> **Provided data**
>>
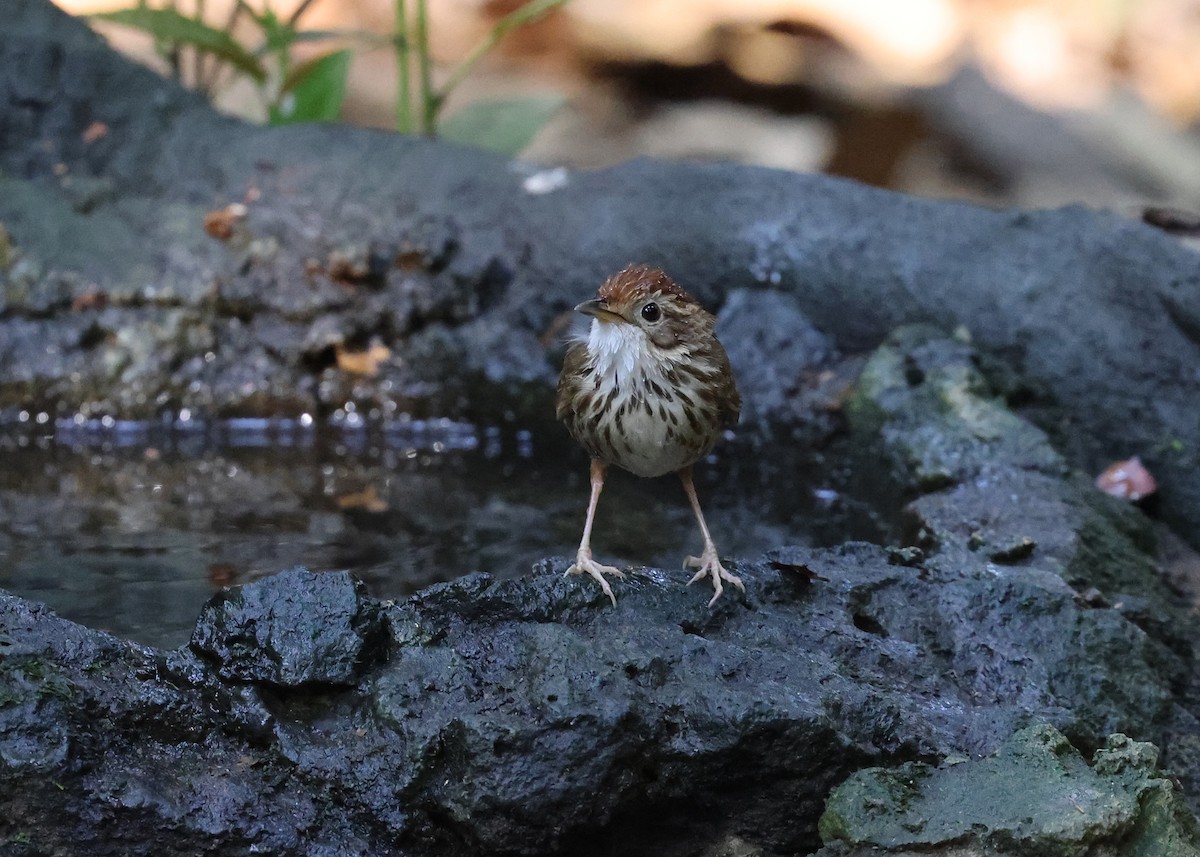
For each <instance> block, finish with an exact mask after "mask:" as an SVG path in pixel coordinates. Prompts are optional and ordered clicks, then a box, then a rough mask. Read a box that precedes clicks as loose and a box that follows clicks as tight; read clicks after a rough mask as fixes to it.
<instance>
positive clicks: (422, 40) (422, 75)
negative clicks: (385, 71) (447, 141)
mask: <svg viewBox="0 0 1200 857" xmlns="http://www.w3.org/2000/svg"><path fill="white" fill-rule="evenodd" d="M416 62H418V72H419V74H420V86H421V90H420V91H421V133H426V134H432V133H433V131H434V127H436V126H437V115H438V107H439V106H440V103H439V100H438V97H437V94H436V92H434V91H433V70H432V67H431V64H430V19H428V10H427V5H426V0H416Z"/></svg>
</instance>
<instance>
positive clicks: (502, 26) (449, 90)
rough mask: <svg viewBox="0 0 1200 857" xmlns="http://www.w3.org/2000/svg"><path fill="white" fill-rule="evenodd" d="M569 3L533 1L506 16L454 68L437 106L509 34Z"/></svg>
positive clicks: (494, 26) (562, 1)
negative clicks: (524, 25) (523, 24)
mask: <svg viewBox="0 0 1200 857" xmlns="http://www.w3.org/2000/svg"><path fill="white" fill-rule="evenodd" d="M566 2H569V0H532V2H527V4H526V5H524V6H521V7H518V8H515V10H512V11H511V12H509V13H508V14H506V16H504V17H503V18H500V19H499V20H498V22H496V26H493V28H492V30H491V31H490V32H488V34H487V35H486V36H484V38H482V41H480V42H479V44H476V46H475V47H474V48H472V50H470V53H469V54H467V56H466V58H463V60H462V61H461V62H460V64H458V65H457V66H455V67H454V70H452V71H451V72H450V76H449V77H448V78H446V80H445V83H443V84H442V88H440V89H439V90H438V92H437V95H436V96H434V98H436V102H437V106H438V107H439V108H440V107H442V103H443V102H444V101H445V100H446V98H448V97H449V96H450V92H451V91H454V89H455V86H457V85H458V84H460V83H462V82H463V79H466V77H467V76H468V74H470V71H472V68H474V67H475V65H476V64H478V62H479V61H480V60H481V59H484V56H486V55H487V52H488V50H491V49H492V48H494V47H496V44H497V43H498V42H499V41H500V40H502V38H504V37H505V36H506V35H509V32H511V31H512V30H515V29H517V28H518V26H521V25H522V24H528V23H529V22H532V20H535V19H538V18H540V17H541V16H544V14H546V13H547V12H550V11H551V10H553V8H554V7H556V6H562V5H564V4H566Z"/></svg>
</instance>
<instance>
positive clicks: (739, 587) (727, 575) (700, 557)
mask: <svg viewBox="0 0 1200 857" xmlns="http://www.w3.org/2000/svg"><path fill="white" fill-rule="evenodd" d="M683 567H684V568H685V569H689V568H695V569H700V570H698V571H697V573H696V574H695V575H692V579H691V580H689V581H688V586H691V585H692V583H695V582H696V581H697V580H703V579H704V577H712V579H713V588H714V589H715V592H714V593H713V599H712V600H710V601H709V603H708V606H709V607H712V606H713V605H714V604H716V599H719V598H720V597H721V593H724V592H725V587H724V586H722V585H721V581H722V580H725V581H728V582H730V583H732V585H733V586H736V587H737V588H738V589H740V591H742V592H745V591H746V588H745V585H744V583H743V582H742V579H740V577H738V576H737V575H733V574H730V573H728V571H726V570H725V567H724V565H721V561H720V559H718V557H716V549H715V547H713V549H704V553H703V556H700V557H688V558H686V559H684V561H683Z"/></svg>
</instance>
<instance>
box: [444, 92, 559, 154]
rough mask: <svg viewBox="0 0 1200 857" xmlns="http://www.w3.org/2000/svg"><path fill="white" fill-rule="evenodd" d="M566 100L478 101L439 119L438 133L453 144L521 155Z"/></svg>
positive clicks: (510, 100) (501, 152)
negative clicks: (521, 151) (465, 145)
mask: <svg viewBox="0 0 1200 857" xmlns="http://www.w3.org/2000/svg"><path fill="white" fill-rule="evenodd" d="M564 102H565V98H563V96H560V95H538V96H527V97H522V98H500V100H497V101H478V102H475V103H474V104H467V106H466V107H463V108H462V109H460V110H457V112H455V113H454V114H452V115H450V116H448V118H446V119H445V120H443V121H440V122H438V136H439V137H442V138H443V139H446V140H450V142H451V143H462V144H464V145H473V146H476V148H479V149H487V150H490V151H496V152H500V154H502V155H517V154H518V152H521V151H522V150H523V149H524V148H526V146H527V145H529V143H530V142H532V140H533V138H534V137H535V136H536V134H538V132H539V131H541V130H542V127H544V126H545V125H546V122H548V121H550V119H551V116H553V115H554V114H556V113H557V112H558V109H559V108H560V107H562V106H563V103H564Z"/></svg>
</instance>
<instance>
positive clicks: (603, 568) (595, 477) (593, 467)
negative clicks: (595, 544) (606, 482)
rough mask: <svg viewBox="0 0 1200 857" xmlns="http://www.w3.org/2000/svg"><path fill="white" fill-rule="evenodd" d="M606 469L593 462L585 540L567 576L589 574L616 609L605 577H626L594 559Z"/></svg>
mask: <svg viewBox="0 0 1200 857" xmlns="http://www.w3.org/2000/svg"><path fill="white" fill-rule="evenodd" d="M606 467H607V466H606V465H605V463H604V462H602V461H600V460H599V459H593V460H592V499H589V501H588V517H587V521H584V523H583V538H582V539H580V551H578V553H577V555H576V556H575V564H574V565H571V568H569V569H566V574H587V575H590V576H592V577H594V579H595V580H596V581H599V582H600V589H601V591H604V594H605V595H607V597H608V600H611V601H612V606H614V607H616V606H617V597H616V595H613V594H612V587H610V586H608V581H606V580H605V579H604V576H605V575H606V574H611V575H612V576H613V577H624V576H625V575H624V574H623V573H622V571H620V570H619V569H617V568H614V567H612V565H601V564H600V563H598V562H595V561H593V559H592V521H593V519H594V517H595V514H596V505H599V504H600V492H601V491H602V490H604V474H605V469H606Z"/></svg>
<<
> **Instructions to follow**
The result should be an exact copy of the material, containing no pictures.

> **Response to this exercise**
For each <instance> block, finish with an exact mask after "mask:" as an SVG path in pixel coordinates. Prompts are optional and ordered clicks, then a box, then a rough mask. Read a box that precedes clicks as loose and a box that follows clicks as tight; read clicks after a rough mask as fixes to it.
<instance>
positive clicks: (422, 40) (422, 75)
negative clicks: (385, 71) (447, 141)
mask: <svg viewBox="0 0 1200 857" xmlns="http://www.w3.org/2000/svg"><path fill="white" fill-rule="evenodd" d="M416 62H418V72H419V74H420V86H421V90H420V91H421V133H426V134H432V133H433V131H434V127H436V126H437V115H438V107H439V106H440V103H439V100H438V97H437V94H436V92H434V91H433V70H432V67H431V64H430V19H428V10H427V5H426V0H416Z"/></svg>
</instance>
<instance>
positive clicks: (502, 26) (449, 90)
rough mask: <svg viewBox="0 0 1200 857" xmlns="http://www.w3.org/2000/svg"><path fill="white" fill-rule="evenodd" d="M569 3L533 1L506 16L454 68L437 106L509 34Z"/></svg>
positive clicks: (494, 26) (562, 1)
negative clicks: (524, 25) (523, 24)
mask: <svg viewBox="0 0 1200 857" xmlns="http://www.w3.org/2000/svg"><path fill="white" fill-rule="evenodd" d="M566 2H569V0H532V2H527V4H526V5H524V6H521V7H518V8H515V10H512V11H511V12H509V13H508V14H506V16H504V17H503V18H500V19H499V20H498V22H496V26H493V28H492V30H491V31H490V32H488V34H487V35H486V36H484V38H482V41H480V42H479V44H476V46H475V47H474V48H472V50H470V53H469V54H467V56H466V58H463V60H462V61H461V62H460V64H458V65H457V66H455V67H454V70H452V71H451V72H450V76H449V77H448V78H446V80H445V83H443V84H442V88H440V89H439V90H438V92H437V95H436V96H434V98H436V102H437V106H438V107H439V108H440V107H442V103H443V102H444V101H445V100H446V98H448V97H449V96H450V92H451V91H454V89H455V86H457V85H458V84H460V83H462V82H463V79H466V77H467V76H468V74H470V71H472V68H474V67H475V65H476V64H478V62H479V61H480V60H481V59H484V56H486V55H487V52H488V50H491V49H492V48H494V47H496V44H497V43H498V42H499V41H500V40H502V38H504V37H505V36H506V35H509V32H511V31H512V30H515V29H517V28H518V26H521V25H522V24H528V23H529V22H532V20H535V19H538V18H540V17H541V16H544V14H546V13H547V12H550V11H551V10H553V8H554V7H556V6H562V5H564V4H566Z"/></svg>
</instance>
<instance>
positive clicks: (739, 587) (727, 575) (700, 557)
mask: <svg viewBox="0 0 1200 857" xmlns="http://www.w3.org/2000/svg"><path fill="white" fill-rule="evenodd" d="M683 567H684V568H685V569H689V568H695V569H700V570H698V571H697V573H696V574H695V575H692V579H691V580H689V581H688V586H691V585H692V583H695V582H696V581H697V580H703V579H704V577H712V579H713V588H714V589H715V592H714V593H713V599H712V600H710V601H709V603H708V606H709V607H712V606H713V605H714V604H716V599H719V598H720V597H721V593H724V592H725V587H724V586H722V585H721V581H722V580H725V581H728V582H730V583H732V585H733V586H736V587H737V588H738V589H740V591H742V592H745V591H746V588H745V585H744V583H743V582H742V579H740V577H738V576H737V575H733V574H730V573H728V571H726V570H725V567H724V565H721V561H720V559H718V557H716V549H715V547H713V549H704V553H703V556H700V557H688V558H686V559H684V561H683Z"/></svg>
</instance>
<instance>
box: [444, 92, 559, 154]
rough mask: <svg viewBox="0 0 1200 857" xmlns="http://www.w3.org/2000/svg"><path fill="white" fill-rule="evenodd" d="M566 100L478 101L439 119L438 133L453 144L521 155Z"/></svg>
positive clicks: (510, 100) (501, 152)
negative clicks: (521, 151) (465, 145)
mask: <svg viewBox="0 0 1200 857" xmlns="http://www.w3.org/2000/svg"><path fill="white" fill-rule="evenodd" d="M564 102H565V98H563V96H560V95H538V96H527V97H522V98H500V100H497V101H478V102H475V103H474V104H467V106H466V107H463V108H462V109H460V110H457V112H455V113H454V114H452V115H450V116H448V118H446V119H445V120H443V121H440V122H438V136H439V137H442V138H443V139H446V140H450V142H451V143H462V144H464V145H473V146H476V148H479V149H487V150H490V151H496V152H500V154H502V155H517V154H518V152H521V151H522V150H523V149H524V148H526V146H527V145H529V143H530V142H532V140H533V138H534V137H535V136H536V134H538V132H539V131H541V130H542V127H544V126H545V125H546V122H548V121H550V119H551V116H553V115H554V114H556V113H557V112H558V109H559V108H560V107H562V106H563V103H564Z"/></svg>
</instance>
<instance>
positive clicks: (603, 568) (595, 477) (593, 467)
negative clicks: (595, 544) (606, 482)
rough mask: <svg viewBox="0 0 1200 857" xmlns="http://www.w3.org/2000/svg"><path fill="white" fill-rule="evenodd" d="M606 469L593 462L585 540L567 576L589 574L616 609L605 577H626L594 559Z"/></svg>
mask: <svg viewBox="0 0 1200 857" xmlns="http://www.w3.org/2000/svg"><path fill="white" fill-rule="evenodd" d="M606 467H607V466H606V465H605V463H604V462H602V461H600V460H599V459H593V460H592V499H589V501H588V517H587V521H584V523H583V538H582V539H580V551H578V553H577V555H576V556H575V564H574V565H571V568H569V569H566V574H587V575H590V576H592V577H594V579H595V580H596V581H599V582H600V589H601V591H604V594H605V595H607V597H608V600H611V601H612V606H614V607H616V606H617V597H616V595H613V594H612V587H610V586H608V581H606V580H605V579H604V576H605V575H606V574H611V575H612V576H613V577H624V576H625V575H624V574H623V573H622V571H620V570H619V569H617V568H614V567H612V565H601V564H600V563H598V562H595V561H593V559H592V521H593V519H594V517H595V514H596V505H599V504H600V492H601V491H602V490H604V474H605V469H606Z"/></svg>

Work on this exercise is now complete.